What you will do:
Which of the lines in the data below contain the string "blade"? Copy each of them.

(Records from a collection)

= Beginning of Section =

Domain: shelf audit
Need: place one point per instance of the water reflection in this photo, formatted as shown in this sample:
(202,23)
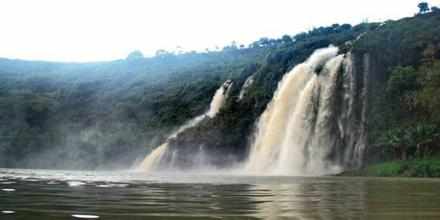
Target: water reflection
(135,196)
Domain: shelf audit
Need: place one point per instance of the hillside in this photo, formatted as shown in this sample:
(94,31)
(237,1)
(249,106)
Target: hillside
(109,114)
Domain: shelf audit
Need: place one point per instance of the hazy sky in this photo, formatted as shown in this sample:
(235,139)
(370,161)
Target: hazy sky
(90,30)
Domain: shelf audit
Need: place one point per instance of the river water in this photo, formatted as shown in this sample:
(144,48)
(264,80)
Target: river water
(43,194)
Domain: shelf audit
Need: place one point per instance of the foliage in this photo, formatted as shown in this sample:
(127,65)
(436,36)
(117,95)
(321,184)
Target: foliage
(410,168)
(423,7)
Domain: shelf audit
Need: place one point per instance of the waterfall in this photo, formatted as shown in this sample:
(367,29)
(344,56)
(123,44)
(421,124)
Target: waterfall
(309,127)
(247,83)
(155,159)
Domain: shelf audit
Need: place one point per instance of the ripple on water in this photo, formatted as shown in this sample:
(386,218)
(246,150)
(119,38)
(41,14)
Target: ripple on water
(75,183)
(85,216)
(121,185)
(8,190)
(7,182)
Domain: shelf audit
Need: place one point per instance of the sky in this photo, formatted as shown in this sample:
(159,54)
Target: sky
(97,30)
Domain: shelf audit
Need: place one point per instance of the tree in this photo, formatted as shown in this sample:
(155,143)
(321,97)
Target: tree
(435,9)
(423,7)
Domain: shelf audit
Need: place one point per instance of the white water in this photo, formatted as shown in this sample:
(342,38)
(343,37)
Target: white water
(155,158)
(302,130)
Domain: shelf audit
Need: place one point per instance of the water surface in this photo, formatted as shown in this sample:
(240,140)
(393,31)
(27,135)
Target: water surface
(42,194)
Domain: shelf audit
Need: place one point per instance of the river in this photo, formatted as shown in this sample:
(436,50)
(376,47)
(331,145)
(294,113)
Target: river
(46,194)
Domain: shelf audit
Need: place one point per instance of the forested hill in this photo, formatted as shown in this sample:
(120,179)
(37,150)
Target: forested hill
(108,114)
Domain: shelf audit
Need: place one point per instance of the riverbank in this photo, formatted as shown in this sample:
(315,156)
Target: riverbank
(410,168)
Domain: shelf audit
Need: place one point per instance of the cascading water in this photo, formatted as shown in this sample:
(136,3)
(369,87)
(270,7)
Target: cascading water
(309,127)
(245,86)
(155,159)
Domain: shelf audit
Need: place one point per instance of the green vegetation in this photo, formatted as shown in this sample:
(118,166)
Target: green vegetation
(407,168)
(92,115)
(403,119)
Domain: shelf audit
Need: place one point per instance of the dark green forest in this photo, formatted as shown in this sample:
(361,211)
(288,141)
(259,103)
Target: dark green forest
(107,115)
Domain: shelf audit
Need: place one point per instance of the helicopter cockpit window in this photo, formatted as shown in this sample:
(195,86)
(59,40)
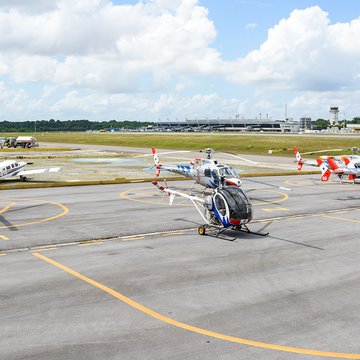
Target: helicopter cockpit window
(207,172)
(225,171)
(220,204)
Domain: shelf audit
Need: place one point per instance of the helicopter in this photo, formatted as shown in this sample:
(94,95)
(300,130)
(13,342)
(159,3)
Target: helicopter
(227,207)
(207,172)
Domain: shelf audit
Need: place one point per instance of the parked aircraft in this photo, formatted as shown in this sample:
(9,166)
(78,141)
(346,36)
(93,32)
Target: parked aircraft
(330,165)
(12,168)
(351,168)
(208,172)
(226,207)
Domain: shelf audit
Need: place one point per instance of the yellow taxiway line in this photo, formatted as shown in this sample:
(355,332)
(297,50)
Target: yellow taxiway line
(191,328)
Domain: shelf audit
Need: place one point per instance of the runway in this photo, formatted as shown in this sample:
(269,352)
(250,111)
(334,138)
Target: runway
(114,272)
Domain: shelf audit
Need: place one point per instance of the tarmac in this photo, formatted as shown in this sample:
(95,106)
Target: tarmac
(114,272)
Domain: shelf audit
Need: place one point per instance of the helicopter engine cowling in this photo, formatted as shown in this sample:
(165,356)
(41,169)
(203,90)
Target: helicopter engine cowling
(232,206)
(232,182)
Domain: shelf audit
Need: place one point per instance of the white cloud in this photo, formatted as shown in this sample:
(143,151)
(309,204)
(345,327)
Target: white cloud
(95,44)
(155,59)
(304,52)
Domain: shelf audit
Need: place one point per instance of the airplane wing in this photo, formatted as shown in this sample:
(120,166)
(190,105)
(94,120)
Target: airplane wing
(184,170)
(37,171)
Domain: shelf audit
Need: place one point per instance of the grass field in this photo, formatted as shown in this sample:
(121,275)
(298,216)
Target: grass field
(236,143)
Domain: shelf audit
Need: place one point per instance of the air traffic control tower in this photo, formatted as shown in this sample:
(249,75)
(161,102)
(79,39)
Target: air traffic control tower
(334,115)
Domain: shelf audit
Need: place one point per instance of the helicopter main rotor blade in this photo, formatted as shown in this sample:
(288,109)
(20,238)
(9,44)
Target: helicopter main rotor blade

= End of Section =
= Beginning of Section =

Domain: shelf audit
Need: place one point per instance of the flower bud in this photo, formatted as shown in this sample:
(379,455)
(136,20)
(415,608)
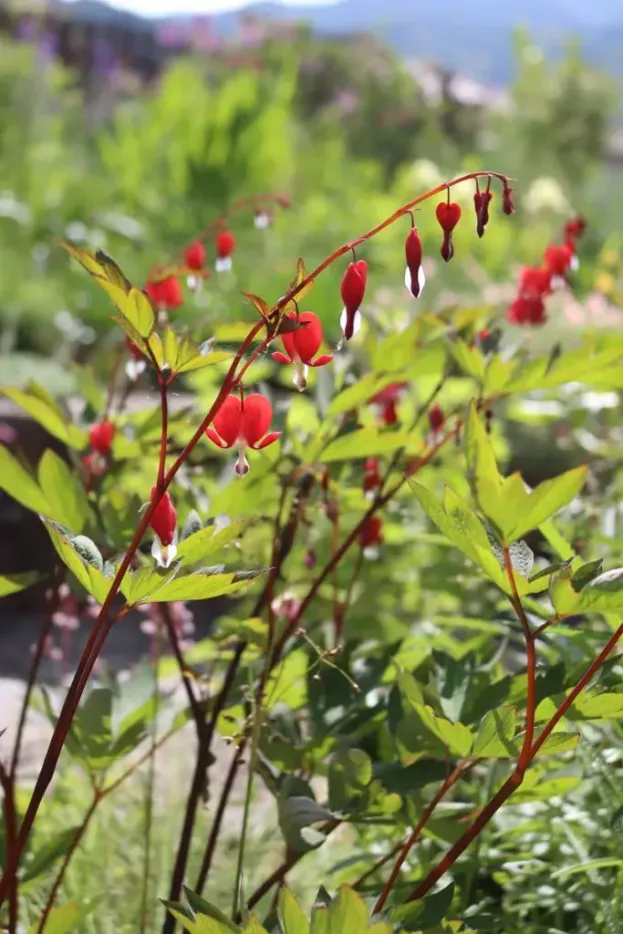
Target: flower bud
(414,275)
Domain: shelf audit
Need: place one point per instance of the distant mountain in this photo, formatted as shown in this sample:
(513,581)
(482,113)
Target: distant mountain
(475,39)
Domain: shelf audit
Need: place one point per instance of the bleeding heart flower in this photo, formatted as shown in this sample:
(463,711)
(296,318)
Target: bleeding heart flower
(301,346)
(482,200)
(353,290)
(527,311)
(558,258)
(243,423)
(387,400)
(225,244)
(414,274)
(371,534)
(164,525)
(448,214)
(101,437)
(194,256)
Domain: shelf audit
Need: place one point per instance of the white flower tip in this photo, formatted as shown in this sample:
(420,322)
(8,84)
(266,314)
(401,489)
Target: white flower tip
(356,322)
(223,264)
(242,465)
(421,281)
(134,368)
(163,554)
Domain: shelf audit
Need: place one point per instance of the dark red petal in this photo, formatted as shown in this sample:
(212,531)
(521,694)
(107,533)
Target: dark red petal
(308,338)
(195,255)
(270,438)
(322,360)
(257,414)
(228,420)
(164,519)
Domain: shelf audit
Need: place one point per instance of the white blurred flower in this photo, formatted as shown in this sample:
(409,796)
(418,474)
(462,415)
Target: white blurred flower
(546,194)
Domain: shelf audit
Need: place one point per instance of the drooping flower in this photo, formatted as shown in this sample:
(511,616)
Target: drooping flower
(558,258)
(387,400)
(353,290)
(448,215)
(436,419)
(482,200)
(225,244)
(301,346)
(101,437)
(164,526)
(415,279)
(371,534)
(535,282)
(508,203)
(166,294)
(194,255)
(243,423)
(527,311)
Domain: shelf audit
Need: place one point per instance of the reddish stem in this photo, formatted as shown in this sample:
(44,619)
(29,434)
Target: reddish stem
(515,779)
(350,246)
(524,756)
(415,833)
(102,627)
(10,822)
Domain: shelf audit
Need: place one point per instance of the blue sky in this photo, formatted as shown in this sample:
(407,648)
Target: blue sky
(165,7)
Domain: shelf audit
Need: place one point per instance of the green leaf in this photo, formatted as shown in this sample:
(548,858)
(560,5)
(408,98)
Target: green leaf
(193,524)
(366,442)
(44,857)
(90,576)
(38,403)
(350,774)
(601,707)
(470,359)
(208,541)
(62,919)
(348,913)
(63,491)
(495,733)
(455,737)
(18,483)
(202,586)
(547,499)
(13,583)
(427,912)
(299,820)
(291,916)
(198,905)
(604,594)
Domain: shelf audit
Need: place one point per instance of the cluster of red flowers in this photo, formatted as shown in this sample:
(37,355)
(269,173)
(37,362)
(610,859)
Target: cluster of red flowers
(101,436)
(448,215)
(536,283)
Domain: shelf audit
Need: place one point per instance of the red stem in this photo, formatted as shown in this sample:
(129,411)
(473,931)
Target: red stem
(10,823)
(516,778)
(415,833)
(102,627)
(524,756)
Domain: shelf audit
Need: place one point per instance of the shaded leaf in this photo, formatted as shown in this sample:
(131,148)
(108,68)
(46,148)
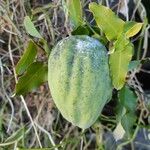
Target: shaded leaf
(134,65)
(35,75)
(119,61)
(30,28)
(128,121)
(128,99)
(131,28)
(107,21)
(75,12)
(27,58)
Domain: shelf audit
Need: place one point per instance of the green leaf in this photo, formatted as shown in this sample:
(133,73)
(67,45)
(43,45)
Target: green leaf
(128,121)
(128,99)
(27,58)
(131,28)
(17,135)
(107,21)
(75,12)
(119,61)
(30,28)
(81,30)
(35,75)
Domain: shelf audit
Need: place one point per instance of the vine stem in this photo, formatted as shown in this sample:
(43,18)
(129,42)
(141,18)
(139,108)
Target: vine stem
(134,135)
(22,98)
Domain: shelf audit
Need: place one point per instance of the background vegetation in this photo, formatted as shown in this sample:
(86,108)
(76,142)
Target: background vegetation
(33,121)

= End of Section =

Exercise response:
Need: place one point per instance of the helicopter main rotor blade in this photo, formatted as shown in this sample:
Target: helicopter main rotor blade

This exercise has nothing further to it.